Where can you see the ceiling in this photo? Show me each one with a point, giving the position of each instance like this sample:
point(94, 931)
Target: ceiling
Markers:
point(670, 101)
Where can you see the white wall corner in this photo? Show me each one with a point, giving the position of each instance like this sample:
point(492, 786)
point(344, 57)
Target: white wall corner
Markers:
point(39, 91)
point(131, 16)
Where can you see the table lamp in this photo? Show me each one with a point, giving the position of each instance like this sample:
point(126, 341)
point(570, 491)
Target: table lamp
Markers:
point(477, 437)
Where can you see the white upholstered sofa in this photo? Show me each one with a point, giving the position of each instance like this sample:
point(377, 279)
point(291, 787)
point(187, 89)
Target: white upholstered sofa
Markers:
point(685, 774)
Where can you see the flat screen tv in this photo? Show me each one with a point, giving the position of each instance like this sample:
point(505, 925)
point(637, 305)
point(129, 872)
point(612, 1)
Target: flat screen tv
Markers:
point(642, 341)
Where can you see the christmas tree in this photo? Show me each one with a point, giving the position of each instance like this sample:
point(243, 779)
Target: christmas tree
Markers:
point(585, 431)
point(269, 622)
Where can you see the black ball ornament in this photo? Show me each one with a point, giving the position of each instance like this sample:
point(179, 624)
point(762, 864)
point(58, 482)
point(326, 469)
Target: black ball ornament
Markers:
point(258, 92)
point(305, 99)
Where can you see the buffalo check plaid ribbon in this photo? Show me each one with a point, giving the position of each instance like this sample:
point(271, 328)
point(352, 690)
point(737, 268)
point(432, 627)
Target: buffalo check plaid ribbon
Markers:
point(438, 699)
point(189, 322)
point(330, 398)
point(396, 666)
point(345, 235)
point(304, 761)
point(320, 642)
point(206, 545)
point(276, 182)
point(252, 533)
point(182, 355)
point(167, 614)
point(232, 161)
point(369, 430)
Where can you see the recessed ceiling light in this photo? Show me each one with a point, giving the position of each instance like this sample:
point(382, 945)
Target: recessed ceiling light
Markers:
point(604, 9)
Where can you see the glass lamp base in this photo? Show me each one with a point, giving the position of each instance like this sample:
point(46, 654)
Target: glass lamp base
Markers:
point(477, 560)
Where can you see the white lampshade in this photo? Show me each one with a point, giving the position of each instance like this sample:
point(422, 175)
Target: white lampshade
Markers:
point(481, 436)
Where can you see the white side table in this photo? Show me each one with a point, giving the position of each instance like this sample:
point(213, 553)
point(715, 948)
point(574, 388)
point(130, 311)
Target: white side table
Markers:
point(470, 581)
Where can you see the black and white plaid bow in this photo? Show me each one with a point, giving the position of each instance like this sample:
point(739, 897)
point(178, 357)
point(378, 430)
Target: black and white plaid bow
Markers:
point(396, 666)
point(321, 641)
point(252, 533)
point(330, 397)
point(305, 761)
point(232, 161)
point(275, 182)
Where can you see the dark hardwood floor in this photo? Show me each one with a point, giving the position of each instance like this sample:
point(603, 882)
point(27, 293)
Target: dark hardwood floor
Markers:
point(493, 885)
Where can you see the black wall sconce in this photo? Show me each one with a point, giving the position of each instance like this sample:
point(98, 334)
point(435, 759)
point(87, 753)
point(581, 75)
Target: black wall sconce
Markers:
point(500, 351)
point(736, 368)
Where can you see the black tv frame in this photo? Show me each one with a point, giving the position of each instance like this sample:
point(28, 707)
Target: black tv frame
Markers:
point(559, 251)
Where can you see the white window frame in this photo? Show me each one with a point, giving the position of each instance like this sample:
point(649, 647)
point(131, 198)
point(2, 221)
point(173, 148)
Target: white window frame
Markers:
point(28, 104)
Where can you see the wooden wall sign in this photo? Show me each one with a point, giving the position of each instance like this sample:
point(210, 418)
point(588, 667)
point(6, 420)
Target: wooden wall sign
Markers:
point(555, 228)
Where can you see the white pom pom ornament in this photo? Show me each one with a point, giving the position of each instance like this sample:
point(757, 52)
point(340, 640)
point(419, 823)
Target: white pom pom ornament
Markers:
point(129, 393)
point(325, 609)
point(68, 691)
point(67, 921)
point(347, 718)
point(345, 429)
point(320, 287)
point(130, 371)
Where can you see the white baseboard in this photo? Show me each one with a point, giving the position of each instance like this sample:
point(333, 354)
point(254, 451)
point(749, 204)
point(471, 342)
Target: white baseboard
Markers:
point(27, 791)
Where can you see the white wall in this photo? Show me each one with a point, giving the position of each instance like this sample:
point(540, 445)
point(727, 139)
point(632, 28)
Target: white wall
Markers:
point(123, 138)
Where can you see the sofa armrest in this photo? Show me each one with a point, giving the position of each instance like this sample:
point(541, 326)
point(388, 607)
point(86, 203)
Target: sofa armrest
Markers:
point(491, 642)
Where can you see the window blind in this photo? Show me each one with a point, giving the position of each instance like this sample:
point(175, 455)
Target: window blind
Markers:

*PROBLEM REQUIREMENTS:*
Your task is to repeat the data exactly, with nothing left out.

*REPLY TO THE EXERCISE:*
Where can you see the ceiling in this photo? Show me each one with a point, giving the position of each instance like this sample:
point(94, 931)
Target: ceiling
Markers:
point(670, 101)
Where can you see the white wall corner in this photo? Show me each one with a point, giving the position of each instance like this sample:
point(492, 786)
point(344, 57)
Target: white wall corner
Markers:
point(39, 91)
point(131, 16)
Where can you see the table lamp in this photo? Show me each one with a point, giving the position of each instance like this sample:
point(126, 341)
point(570, 491)
Target: table lamp
Markers:
point(477, 437)
Where can you see the white upholstered sofa in this photo? Show me each one with a point, giving the position of each instance like this sample:
point(377, 279)
point(291, 787)
point(187, 89)
Target: white upholstered sofa
Markers:
point(685, 774)
Where can you see the flat screen tv in this photo? Show me each one with a point, giving the position of each instance like this sample:
point(505, 925)
point(637, 305)
point(129, 872)
point(612, 1)
Target: flat screen tv
Markers:
point(642, 341)
Where can you see the christmas tree in this photo? Show me each one with a point, giving the position of each instance like this sample:
point(243, 779)
Target: christmas tree
Markers:
point(585, 431)
point(269, 622)
Where can you see the black ball ornament in this photo? Show me each one with a point, giving the position of each instance like this sample:
point(179, 624)
point(762, 864)
point(58, 482)
point(326, 469)
Target: black ball ornament
Markers:
point(258, 92)
point(305, 99)
Where can you see the buffalo check plaid ribbon in this photo? Show me each one with a point, giving the position of each instance like this sample:
point(271, 328)
point(352, 690)
point(737, 268)
point(432, 627)
Target: buffalo check plaid ribbon
Markers:
point(438, 699)
point(189, 322)
point(330, 398)
point(396, 666)
point(345, 235)
point(304, 761)
point(320, 642)
point(206, 545)
point(276, 182)
point(252, 533)
point(182, 355)
point(167, 614)
point(232, 161)
point(369, 430)
Where can you see the recessed ceiling light in this photo? Show me each one with a point, giving the position of each instance like this sample:
point(382, 945)
Target: recessed ceiling light
Markers:
point(604, 9)
Where can you see the glass lamp base in this photo? Show me each one with a point, giving the position of each instance like this sample:
point(46, 654)
Target: glass lamp base
Markers:
point(477, 560)
Where can you see the white lampshade in this photo? Show me each one with a point, giving the position of each instance like this sample:
point(422, 175)
Target: white lampshade
Markers:
point(481, 436)
Where can you see the white side table in this photo? Show me each one with a point, giving the position of each instance like this sample:
point(213, 553)
point(715, 948)
point(574, 388)
point(130, 311)
Target: white side table
Markers:
point(470, 581)
Where can you see the black and white plaid bow in this photo? Show me each one with a point, giving the position of each instance like this sample:
point(739, 897)
point(178, 357)
point(378, 430)
Target: black and white plaid bow
Markers:
point(396, 666)
point(321, 641)
point(252, 533)
point(330, 397)
point(305, 761)
point(232, 161)
point(275, 182)
Where can you see the dark hardwood floor in this photo? Show me each one with a point, giving the position of each instance like this sample:
point(603, 882)
point(27, 293)
Target: dark hardwood floor
Markers:
point(493, 885)
Where can you see the black wall sconce in this photo? Show me each one with a point, giving the position of each instance like this sample:
point(98, 334)
point(435, 759)
point(87, 753)
point(581, 75)
Target: black wall sconce
Markers:
point(500, 351)
point(736, 368)
Where can you see the black tv frame in this photo? Show me each one with a point, giving the position of each instance like this sample:
point(28, 707)
Target: black tv frame
Markers:
point(559, 251)
Where can you see the white window frame in this photo? Show me each one with a point, giving the position of each instance like this sample:
point(649, 647)
point(131, 198)
point(2, 221)
point(173, 148)
Target: white window frame
Markers:
point(28, 104)
Where can you see the wooden wall sign in this photo? Show me each one with a point, giving the position of each instance like this sample:
point(210, 418)
point(588, 667)
point(6, 420)
Target: wooden wall sign
Markers:
point(555, 228)
Where can you see the white pom pom ornament in this photo? Show me each one with a point, giving the position of each instance like this sample:
point(757, 52)
point(340, 640)
point(419, 823)
Target: white pom pom ornament
Markers:
point(129, 393)
point(325, 609)
point(68, 691)
point(67, 921)
point(347, 718)
point(345, 429)
point(320, 287)
point(130, 371)
Where can you see the white baseboard in this photo? Show me each one with a point, giving the position of each instance like this sample:
point(333, 354)
point(254, 451)
point(749, 204)
point(471, 342)
Target: white baseboard
Markers:
point(27, 791)
Where can you see the white wall in this photo? Show me each one with a point, giving the position of each instance like this sample:
point(540, 445)
point(727, 139)
point(632, 28)
Target: white wall
Markers:
point(123, 138)
Where can you see the sofa armrest in this photo? Show me each one with a point, giving the position of each instance like this sample:
point(541, 326)
point(388, 607)
point(86, 203)
Target: sofa armrest
Markers:
point(491, 642)
Where can you see the window blind in this photo? Show me each one with a point, giving the position of each instance like this sample:
point(175, 455)
Target: window blind
Markers:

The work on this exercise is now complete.